▶ **Exercise goal**
When you transcribe the listing that follows, keep every line exact and skip any picture.

----------

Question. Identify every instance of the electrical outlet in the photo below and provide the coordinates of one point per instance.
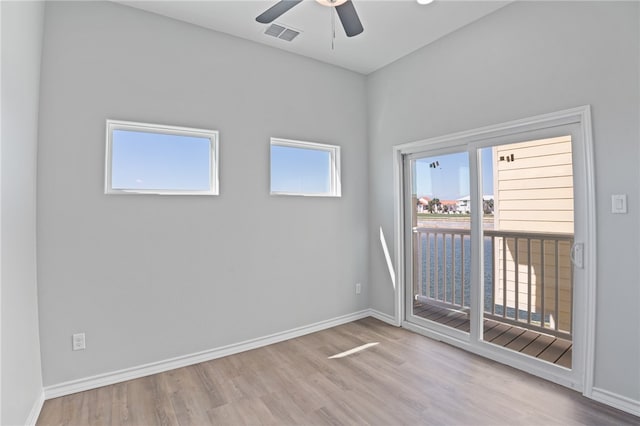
(78, 342)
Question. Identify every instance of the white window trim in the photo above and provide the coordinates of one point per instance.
(335, 186)
(212, 135)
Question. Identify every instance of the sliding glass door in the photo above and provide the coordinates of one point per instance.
(490, 256)
(438, 211)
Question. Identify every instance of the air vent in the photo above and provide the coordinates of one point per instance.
(274, 30)
(289, 34)
(281, 32)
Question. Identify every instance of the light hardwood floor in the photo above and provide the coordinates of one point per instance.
(403, 379)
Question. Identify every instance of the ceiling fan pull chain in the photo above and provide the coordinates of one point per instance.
(333, 27)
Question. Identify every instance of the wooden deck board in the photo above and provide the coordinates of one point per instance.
(529, 342)
(523, 340)
(555, 350)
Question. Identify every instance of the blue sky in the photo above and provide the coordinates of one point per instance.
(155, 161)
(300, 170)
(450, 179)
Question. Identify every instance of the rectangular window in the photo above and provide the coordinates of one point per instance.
(305, 168)
(158, 159)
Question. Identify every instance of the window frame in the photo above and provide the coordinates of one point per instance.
(335, 185)
(162, 129)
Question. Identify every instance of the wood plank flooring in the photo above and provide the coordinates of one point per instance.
(402, 378)
(552, 349)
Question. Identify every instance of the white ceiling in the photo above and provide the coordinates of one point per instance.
(392, 28)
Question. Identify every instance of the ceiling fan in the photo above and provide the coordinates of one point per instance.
(345, 9)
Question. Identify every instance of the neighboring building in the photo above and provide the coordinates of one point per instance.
(533, 187)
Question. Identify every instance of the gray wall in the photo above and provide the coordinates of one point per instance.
(21, 52)
(148, 278)
(526, 59)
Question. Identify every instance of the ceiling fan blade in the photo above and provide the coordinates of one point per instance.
(275, 11)
(349, 18)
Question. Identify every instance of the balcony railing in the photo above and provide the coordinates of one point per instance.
(528, 276)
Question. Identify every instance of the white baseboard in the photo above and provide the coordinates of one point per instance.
(35, 410)
(106, 379)
(383, 317)
(616, 401)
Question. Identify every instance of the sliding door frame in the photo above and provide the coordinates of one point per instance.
(542, 125)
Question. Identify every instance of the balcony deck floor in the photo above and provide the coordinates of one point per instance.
(543, 346)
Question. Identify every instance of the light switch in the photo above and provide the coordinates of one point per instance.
(619, 203)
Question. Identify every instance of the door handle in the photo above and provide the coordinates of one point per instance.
(577, 255)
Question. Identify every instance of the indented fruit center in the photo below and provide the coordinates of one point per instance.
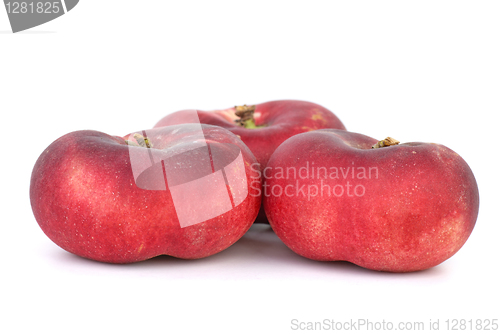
(389, 141)
(246, 119)
(140, 141)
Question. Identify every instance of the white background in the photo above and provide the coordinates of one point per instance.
(417, 71)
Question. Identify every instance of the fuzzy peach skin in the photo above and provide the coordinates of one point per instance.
(275, 122)
(399, 208)
(85, 198)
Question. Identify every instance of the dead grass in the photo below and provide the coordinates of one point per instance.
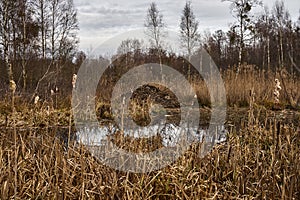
(255, 163)
(259, 160)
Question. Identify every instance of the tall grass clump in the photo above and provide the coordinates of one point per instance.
(260, 161)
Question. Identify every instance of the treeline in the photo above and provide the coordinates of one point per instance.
(270, 40)
(37, 38)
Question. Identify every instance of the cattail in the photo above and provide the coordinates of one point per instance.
(12, 86)
(277, 91)
(36, 99)
(74, 80)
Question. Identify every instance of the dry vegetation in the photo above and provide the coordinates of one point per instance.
(256, 162)
(259, 160)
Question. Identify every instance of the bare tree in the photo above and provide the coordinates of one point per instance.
(155, 26)
(5, 28)
(189, 35)
(281, 18)
(241, 10)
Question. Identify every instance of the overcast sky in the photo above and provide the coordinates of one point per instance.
(100, 20)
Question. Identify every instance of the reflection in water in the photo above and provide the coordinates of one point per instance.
(170, 134)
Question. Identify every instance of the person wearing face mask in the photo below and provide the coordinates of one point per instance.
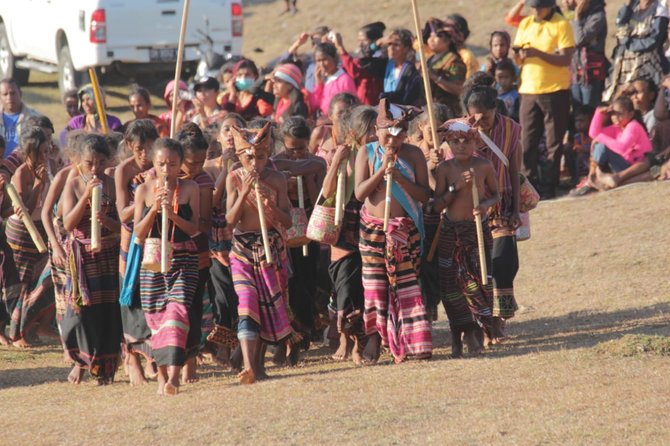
(618, 146)
(367, 69)
(244, 95)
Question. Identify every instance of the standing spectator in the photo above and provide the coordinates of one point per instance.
(589, 64)
(14, 113)
(462, 28)
(366, 70)
(445, 67)
(330, 79)
(544, 48)
(643, 30)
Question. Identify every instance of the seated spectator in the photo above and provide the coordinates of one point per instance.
(446, 69)
(641, 34)
(139, 100)
(330, 79)
(617, 147)
(505, 75)
(287, 89)
(460, 24)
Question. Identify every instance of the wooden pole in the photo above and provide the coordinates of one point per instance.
(17, 202)
(96, 230)
(480, 231)
(164, 236)
(264, 226)
(301, 205)
(98, 100)
(180, 61)
(426, 78)
(339, 193)
(389, 197)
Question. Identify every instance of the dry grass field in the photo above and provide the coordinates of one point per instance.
(587, 361)
(584, 364)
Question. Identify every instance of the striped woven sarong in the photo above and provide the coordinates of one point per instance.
(262, 287)
(34, 299)
(392, 297)
(466, 300)
(135, 329)
(165, 301)
(92, 323)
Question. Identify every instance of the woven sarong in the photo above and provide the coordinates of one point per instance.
(393, 305)
(261, 287)
(465, 299)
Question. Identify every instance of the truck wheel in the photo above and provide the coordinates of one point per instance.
(68, 77)
(7, 60)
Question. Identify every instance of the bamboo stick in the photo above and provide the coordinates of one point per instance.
(102, 115)
(17, 202)
(96, 230)
(480, 231)
(164, 235)
(177, 71)
(264, 226)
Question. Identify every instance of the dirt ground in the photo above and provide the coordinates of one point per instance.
(594, 272)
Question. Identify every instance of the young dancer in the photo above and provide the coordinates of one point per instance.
(395, 315)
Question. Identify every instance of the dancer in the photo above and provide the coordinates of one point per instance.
(395, 315)
(166, 298)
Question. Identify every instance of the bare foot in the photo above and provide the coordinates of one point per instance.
(22, 343)
(170, 389)
(279, 358)
(189, 374)
(246, 376)
(342, 354)
(134, 370)
(372, 350)
(474, 346)
(76, 374)
(356, 351)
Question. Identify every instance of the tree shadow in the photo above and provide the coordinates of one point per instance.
(582, 329)
(32, 377)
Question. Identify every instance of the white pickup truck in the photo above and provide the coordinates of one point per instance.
(132, 37)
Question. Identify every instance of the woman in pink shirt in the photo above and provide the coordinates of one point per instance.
(330, 79)
(619, 146)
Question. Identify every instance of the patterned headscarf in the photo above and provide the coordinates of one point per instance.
(249, 140)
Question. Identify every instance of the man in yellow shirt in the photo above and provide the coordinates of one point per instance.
(543, 48)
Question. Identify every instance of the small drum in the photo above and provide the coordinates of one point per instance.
(151, 255)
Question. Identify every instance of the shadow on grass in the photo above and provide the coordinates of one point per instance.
(32, 377)
(583, 329)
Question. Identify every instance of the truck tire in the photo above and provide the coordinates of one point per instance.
(68, 77)
(7, 60)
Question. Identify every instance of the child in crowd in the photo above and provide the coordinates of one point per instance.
(505, 75)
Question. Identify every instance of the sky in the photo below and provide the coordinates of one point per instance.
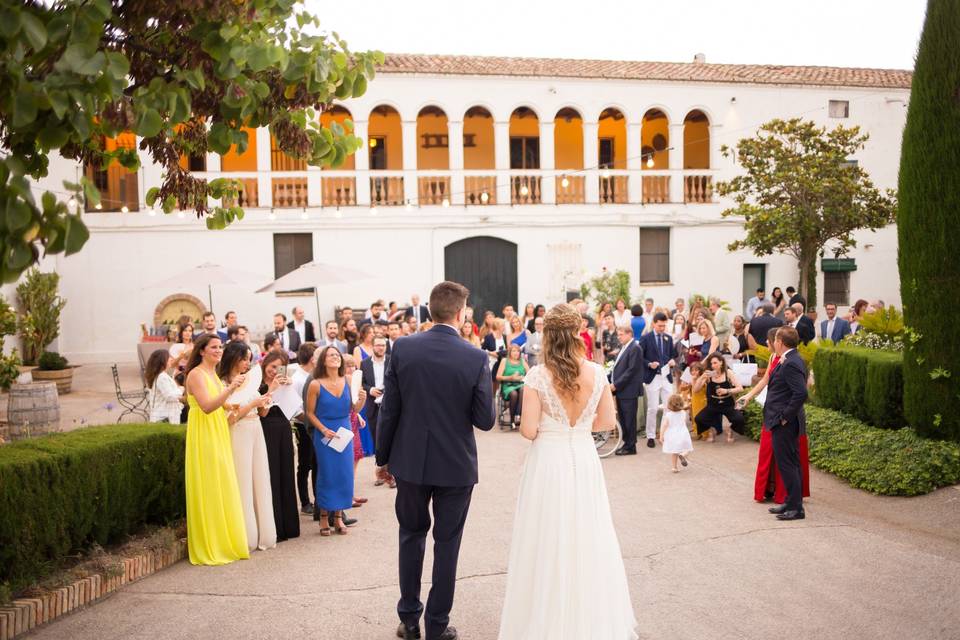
(841, 33)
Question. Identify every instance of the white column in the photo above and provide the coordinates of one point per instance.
(264, 187)
(634, 162)
(501, 154)
(457, 184)
(548, 184)
(410, 141)
(676, 163)
(361, 162)
(591, 146)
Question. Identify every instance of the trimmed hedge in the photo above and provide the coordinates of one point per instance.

----------

▶ **Answer to the problem**
Question. Identify every instance of the electrical outlet in the photo below and provide the coordinates of one point per instance.
(78, 342)
Question. Identify every instance of the white window trim in the photo above and provide the coordinates of one point per instance.
(335, 186)
(212, 135)
Question. Identify every instance of the sliding glass door in the photo above and provide the coordinates of one point per instance.
(490, 256)
(438, 211)
Question. Identify every instance of the air vent in the photo above and provide the coordinates of one point per instance.
(274, 30)
(289, 34)
(281, 32)
Question. Identify every instance of the light hardwood floor in the photo above and provide the coordinates of one point per instance.
(403, 379)
Question. Identify every instance of the ceiling fan pull chain in the photo above and provide the coordinates of one point per instance.
(333, 27)
Question. Identify every instance of the wooden deck board in the photo above and provide the coordinates of one point per instance.
(529, 342)
(523, 340)
(555, 350)
Question. Identify every instance of the blue sky in the photo above and provide the coordinates of one point per instance.
(155, 161)
(300, 170)
(450, 179)
Question. Identify every instance of the rectangular window in the photo above and provide the coordinates of one point per instance.
(305, 168)
(158, 159)
Question. Identify every instance of the window frame in the photo above and provide the coordinates of one point per instance.
(335, 185)
(162, 129)
Question. Identify every instance of the wood plank flooring in the photo above and provide the coordinates of one point per instance.
(402, 378)
(552, 349)
Question. Identify every instance of the white ceiling in the photo above and provide the coordinates of one point per instance.
(392, 28)
Question. Identify every instance of the ceiling fan in the photo above and provide the coordinates of one point per instance.
(345, 9)
Question. Identify every instance of the neighboring building in the photo above and provide the coordinates of one point per instance.
(533, 187)
Question. Identify every instance of the gray wall in the photo above and provide the coordinates of one point per instance.
(21, 52)
(148, 278)
(526, 59)
Question. Identify every instance of the ceiling fan blade in the photo above and provide the coordinates of one point per instance.
(275, 11)
(349, 18)
Question. Identify every instance of the balcony railing in the photo above and provide the coordinates of one point per instance.
(528, 276)
Question. Identify every instance of the white baseboard in the photo above and provide the coordinates of one point per instance.
(35, 410)
(106, 379)
(383, 317)
(616, 401)
Question. Identify every instance of the sliding door frame in the photo above and provide the coordinates of one point per instance.
(542, 125)
Question. Identify every instance of the balcony deck floor in the photo above and provide the coordinates of one point per instance.
(543, 346)
Question. Identify every instance of the light switch in the photo above and provide the coordinates of one point per instance.
(619, 203)
Question. Identify every instance of the door handle in the photo above and provide the coordinates of one point per instance.
(577, 255)
Question. Identify every instance of the indented fruit center in the photo below and provide the coordinates of one point per instance.
(389, 141)
(246, 119)
(140, 141)
Question. Identify every instance of the white background in the photo above and provide the coordinates of one point per instance.
(417, 71)
Question. Identify every instance of the fuzzy peach skin in the photo above and provide the coordinates of one point per instance.
(275, 122)
(399, 208)
(85, 198)
Question. Identify every instance of the dead grass in the photo below and provide the coordinates of one point per instance.
(255, 163)
(259, 160)
Question. Identify every instance of the tall grass clump in the photo above and provide the coordinates of one point per instance.
(260, 161)
Question. Identify every instance of the treeline in the photo above and provide the coordinates of one point per instance.
(270, 40)
(37, 38)
Question. Identify every instance of the cattail in the photo above and provide the coordinates of one point per instance.
(12, 86)
(277, 91)
(36, 99)
(74, 80)
Question. Identify every instance of the dry vegetation in the photo above and provide the coordinates of one point per instance.
(256, 162)
(259, 160)
Question. Identify every instance of the bare tree in the photo above and provide the coordinates of one point per instance.
(155, 26)
(5, 28)
(189, 35)
(281, 18)
(241, 10)
Question. Identify every instance of the overcast sky in the photo above and provide the coordinates of one point per instance.
(100, 20)
Question. Identify every instance of the reflection in water in the photo above and provide the coordinates of one point per instance.
(170, 134)
Question. Identify every instance of the person wearing face mask in the photo below and provide the coordinates of one point per instance.
(618, 146)
(367, 69)
(244, 95)
Question. Identify every instance of the standing spectator in the photo above and provide the coordinates of one point per instance.
(589, 64)
(14, 113)
(462, 28)
(366, 70)
(445, 67)
(330, 79)
(544, 48)
(643, 30)
Question. Identify every instance of the seated spectator in the photo above and provide the coordinates of one point per instance.
(446, 69)
(641, 34)
(139, 100)
(330, 79)
(617, 147)
(505, 75)
(287, 89)
(460, 24)
Question. Identify every instance of the wooden pole in the photo above and provide the coordinates of one point per instance.
(17, 202)
(96, 230)
(480, 231)
(164, 236)
(264, 226)
(301, 205)
(98, 100)
(180, 61)
(426, 78)
(339, 193)
(389, 197)
Question. Identify every instance of the dry grass field in the photo above and provide the coordinates of one point per instance.
(587, 361)
(584, 364)
Question. Identify every instance of the striped woven sarong in the photo above and provide the coordinates of one point per instance.
(262, 287)
(34, 299)
(392, 297)
(466, 300)
(135, 329)
(165, 301)
(92, 323)
Question. Identify every instance of the woven sarong in the photo above and provide the coordinates of one point per instance.
(393, 305)
(261, 287)
(465, 299)
Question. Identify every instance of the truck wheel in the photo above and provide the coordinates of one point per instance.
(68, 77)
(7, 60)
Question. Identify every instance of the bamboo stick in the photo above and provide the coordinates of one point per instance.
(102, 115)
(17, 202)
(96, 230)
(480, 231)
(164, 235)
(177, 71)
(264, 226)
Question. Identify every instance of the dirt ground in the photo above and provide the coordinates of one point per instance.
(594, 272)
Question. Identify every instance of the young dancer in the photo above and provide the coordinates of one point per instance.
(395, 315)
Question. Identify every instance of the dancer in the photo above and provide the coordinates of one point per instance.
(395, 315)
(166, 298)
Question. Identify every instance of the bare foot in the photo above and provide the coordinates of one point per instance.
(22, 343)
(170, 389)
(279, 358)
(189, 374)
(246, 376)
(342, 354)
(134, 370)
(372, 350)
(474, 346)
(76, 374)
(356, 351)
Question. Identify every instance of the tree shadow in the photo above and provide the coordinates of one point per instance.
(582, 329)
(32, 377)
Question. Identify every instance of the white pickup truck in the photo above and provide the coordinates of one point per instance.
(132, 37)
Question. Identify every instance of the woman in pink shirt in the photo above and provide the coordinates of one point per instance.
(330, 79)
(619, 146)
Question. Identify every instance of the patterned headscarf in the photo above and provide the coordinates of one point per instance.
(249, 140)
Question. Identify every instance of the man in yellow shirt in the photo above and provide the coordinates of one point per instance.
(543, 48)
Question. Identify every instance of the small drum in the photo above and provide the coordinates of one point per instance.
(151, 255)
Question. Identify every instance of the shadow on grass in the photo above and provide the coordinates of one point per instance.
(32, 377)
(583, 329)
Question. Identify every instance of the truck tire in the photo above and provide the coordinates of one point per instance.
(68, 77)
(7, 60)
Question. Identify every instance of the child in crowd in the photo above and provide the coordinates of one point per instance.
(505, 75)
Question. Identify every instance of the sky in the photo below and provide the coordinates of one point per instance.
(841, 33)
Question. Identify every instance of the white column in the photo above and provide the coordinates of one point per instance.
(264, 187)
(634, 162)
(501, 154)
(457, 184)
(548, 184)
(410, 141)
(676, 163)
(361, 162)
(591, 146)
Question. Identify every instance of the trimmed hedge in the photo above and provide the coordinates of one point per instance.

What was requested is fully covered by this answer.